>> Begin MATERIAL PROVIDED
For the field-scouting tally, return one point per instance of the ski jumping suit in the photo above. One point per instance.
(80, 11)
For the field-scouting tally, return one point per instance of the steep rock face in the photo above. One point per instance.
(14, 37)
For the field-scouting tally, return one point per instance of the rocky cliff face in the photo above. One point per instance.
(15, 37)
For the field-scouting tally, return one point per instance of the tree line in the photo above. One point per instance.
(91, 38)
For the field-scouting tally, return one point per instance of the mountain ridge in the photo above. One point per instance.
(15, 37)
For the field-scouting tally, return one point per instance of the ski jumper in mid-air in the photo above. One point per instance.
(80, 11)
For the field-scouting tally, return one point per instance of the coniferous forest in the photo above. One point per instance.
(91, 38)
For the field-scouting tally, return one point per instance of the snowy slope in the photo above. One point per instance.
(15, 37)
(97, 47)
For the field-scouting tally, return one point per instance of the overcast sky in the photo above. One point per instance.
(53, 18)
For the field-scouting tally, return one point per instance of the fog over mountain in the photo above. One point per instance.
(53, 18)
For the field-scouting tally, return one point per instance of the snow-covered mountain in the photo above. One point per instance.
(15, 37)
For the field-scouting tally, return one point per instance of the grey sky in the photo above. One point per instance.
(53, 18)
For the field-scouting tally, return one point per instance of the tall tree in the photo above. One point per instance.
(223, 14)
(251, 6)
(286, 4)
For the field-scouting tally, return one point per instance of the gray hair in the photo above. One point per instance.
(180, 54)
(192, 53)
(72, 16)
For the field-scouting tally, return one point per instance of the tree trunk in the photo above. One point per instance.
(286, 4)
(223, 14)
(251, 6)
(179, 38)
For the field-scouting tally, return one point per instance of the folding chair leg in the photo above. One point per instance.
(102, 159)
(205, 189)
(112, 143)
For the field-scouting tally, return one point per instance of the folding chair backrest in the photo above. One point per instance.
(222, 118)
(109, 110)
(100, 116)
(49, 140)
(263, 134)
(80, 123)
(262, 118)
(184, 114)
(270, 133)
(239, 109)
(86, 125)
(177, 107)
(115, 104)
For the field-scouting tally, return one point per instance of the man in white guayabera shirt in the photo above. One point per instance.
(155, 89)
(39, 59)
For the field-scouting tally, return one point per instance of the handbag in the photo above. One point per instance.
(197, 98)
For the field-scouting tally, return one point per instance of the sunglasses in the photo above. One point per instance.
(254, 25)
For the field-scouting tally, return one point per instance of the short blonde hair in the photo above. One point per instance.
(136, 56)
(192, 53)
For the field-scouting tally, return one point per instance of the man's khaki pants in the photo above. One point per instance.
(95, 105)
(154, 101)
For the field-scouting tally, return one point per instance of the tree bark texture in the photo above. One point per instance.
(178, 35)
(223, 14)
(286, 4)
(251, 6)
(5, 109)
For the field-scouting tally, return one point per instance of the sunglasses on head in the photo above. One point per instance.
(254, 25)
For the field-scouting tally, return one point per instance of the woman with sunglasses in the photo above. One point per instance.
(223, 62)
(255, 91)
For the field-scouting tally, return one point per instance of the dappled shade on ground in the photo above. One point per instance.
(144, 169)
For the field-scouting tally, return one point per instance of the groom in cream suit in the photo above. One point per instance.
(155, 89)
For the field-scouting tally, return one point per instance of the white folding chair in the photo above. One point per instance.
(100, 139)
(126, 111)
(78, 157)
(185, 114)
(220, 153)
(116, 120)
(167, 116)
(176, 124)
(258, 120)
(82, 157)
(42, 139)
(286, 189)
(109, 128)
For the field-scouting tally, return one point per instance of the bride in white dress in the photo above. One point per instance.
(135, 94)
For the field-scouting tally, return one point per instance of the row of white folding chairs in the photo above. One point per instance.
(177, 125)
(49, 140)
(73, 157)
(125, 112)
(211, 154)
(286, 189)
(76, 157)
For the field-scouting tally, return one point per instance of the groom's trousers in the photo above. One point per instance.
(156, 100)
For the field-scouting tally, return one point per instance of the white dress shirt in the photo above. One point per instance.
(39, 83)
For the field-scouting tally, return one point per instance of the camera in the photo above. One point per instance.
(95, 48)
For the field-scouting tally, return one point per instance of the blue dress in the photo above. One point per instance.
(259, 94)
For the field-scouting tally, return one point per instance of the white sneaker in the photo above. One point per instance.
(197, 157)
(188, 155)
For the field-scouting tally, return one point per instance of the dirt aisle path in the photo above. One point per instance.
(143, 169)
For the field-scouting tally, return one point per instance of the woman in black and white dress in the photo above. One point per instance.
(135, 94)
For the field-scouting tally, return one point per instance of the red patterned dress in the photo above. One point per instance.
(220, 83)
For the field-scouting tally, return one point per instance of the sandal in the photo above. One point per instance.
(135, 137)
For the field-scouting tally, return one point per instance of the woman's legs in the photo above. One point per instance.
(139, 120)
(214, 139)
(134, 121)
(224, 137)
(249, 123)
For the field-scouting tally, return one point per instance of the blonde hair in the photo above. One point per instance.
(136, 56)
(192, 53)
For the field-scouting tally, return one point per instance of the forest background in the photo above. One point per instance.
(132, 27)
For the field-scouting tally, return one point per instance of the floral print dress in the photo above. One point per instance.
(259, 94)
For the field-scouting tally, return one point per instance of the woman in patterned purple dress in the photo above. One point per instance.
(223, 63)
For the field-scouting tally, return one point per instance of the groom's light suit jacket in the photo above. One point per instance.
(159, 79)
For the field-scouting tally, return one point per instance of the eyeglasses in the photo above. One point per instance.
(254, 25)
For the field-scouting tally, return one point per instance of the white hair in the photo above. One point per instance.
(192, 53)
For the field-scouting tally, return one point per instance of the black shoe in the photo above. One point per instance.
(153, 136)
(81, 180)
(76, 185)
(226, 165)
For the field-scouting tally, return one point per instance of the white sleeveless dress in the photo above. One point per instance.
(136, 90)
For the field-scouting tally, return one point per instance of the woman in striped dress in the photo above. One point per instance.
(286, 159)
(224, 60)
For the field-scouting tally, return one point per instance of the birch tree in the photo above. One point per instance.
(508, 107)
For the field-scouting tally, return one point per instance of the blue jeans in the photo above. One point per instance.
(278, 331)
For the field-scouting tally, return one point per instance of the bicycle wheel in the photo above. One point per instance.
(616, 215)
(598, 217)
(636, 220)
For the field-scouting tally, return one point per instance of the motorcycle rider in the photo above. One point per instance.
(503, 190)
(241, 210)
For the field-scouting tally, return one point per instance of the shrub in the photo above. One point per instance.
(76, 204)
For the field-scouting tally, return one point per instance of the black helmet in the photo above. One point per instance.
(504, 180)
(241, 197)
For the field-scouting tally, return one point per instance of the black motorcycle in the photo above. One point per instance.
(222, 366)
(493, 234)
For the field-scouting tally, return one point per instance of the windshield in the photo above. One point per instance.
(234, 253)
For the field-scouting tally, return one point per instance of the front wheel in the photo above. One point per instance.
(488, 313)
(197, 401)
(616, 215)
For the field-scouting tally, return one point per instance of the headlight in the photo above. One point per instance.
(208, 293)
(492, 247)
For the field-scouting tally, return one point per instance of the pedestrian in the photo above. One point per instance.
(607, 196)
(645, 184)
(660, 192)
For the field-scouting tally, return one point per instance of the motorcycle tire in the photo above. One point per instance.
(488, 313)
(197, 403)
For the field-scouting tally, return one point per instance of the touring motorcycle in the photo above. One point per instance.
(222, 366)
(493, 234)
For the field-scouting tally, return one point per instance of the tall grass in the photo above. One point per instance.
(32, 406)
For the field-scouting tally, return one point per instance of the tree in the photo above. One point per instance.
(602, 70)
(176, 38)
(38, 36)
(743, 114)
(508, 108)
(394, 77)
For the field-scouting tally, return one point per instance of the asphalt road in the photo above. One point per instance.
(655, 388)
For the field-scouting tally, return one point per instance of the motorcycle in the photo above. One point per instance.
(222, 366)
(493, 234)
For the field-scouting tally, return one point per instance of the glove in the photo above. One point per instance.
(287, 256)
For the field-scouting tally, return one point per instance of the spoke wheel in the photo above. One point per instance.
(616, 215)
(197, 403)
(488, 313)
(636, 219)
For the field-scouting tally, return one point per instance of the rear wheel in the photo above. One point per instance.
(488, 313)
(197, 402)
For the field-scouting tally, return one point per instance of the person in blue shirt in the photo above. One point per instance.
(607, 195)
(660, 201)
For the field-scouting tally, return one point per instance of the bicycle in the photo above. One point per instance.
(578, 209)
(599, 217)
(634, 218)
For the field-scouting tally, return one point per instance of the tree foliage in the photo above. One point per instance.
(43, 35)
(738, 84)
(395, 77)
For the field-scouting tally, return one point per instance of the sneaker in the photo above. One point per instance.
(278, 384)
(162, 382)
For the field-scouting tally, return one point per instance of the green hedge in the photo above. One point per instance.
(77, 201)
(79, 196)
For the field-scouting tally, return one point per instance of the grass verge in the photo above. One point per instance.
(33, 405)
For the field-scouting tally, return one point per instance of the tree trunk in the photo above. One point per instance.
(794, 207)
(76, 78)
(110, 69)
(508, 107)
>> End MATERIAL PROVIDED
** EXERCISE TASK **
Exact repetition is required for the lines from the one that contains "of the rear" through the final line; leave out everything else.

** WORKED ANSWER **
For the field-scouting tally, return one point per instance of the rear wheel in the photo above. One point per instance.
(488, 313)
(197, 402)
For the field-scouting tally, return one point per instance of the person in blue shirt in the photo above. One point per instance.
(607, 195)
(660, 201)
For the field-scouting tally, return one point per instance of the bicycle in the photo above. One point per instance.
(578, 209)
(599, 217)
(634, 218)
For the field-scouting tally, return one point per instance of the tree foliage in the photo above. One point per instance.
(43, 35)
(738, 84)
(395, 77)
For the field-scouting tally, return one point per instance of the sneaker in the photo above. One point per instance.
(278, 384)
(162, 382)
For the field-scouting tally, return one point per instance of the green hedge in the photo above. One point per instance.
(77, 201)
(79, 196)
For the field-scouting tally, return one point per instance of the grass verge in the photo above. One point per instance.
(33, 405)
For the field-scouting tally, return one point per instance of the tree trunk in the photo above. One point per instance.
(794, 207)
(76, 78)
(110, 69)
(508, 107)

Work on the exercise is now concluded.